• [EXERCISE MATERIAL]
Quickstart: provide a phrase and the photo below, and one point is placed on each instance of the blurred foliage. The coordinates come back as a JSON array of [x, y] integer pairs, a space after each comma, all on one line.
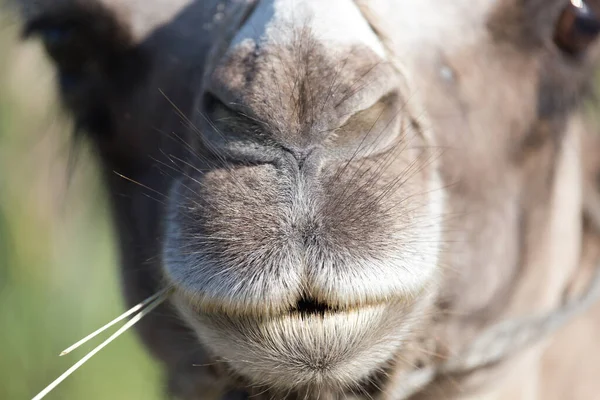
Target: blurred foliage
[[58, 267]]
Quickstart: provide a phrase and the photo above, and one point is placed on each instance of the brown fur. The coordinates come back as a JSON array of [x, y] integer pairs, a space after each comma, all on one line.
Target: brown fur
[[505, 131]]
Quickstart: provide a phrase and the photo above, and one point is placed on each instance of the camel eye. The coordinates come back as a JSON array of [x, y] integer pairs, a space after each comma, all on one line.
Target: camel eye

• [TASK GOAL] Begin with the line that contains "Target: brown fur" and set down each line exactly until the records above end, including the final line.

• [EXPECTED ANSWER]
Target: brown fur
[[505, 131]]
Quickstart: provide a phrase and the photo above, and one point is placed on each instance of the camel eye. The coordinates come back as a JSON array of [x, y] integer pairs, a space after each comma, all on one line.
Target: camel eye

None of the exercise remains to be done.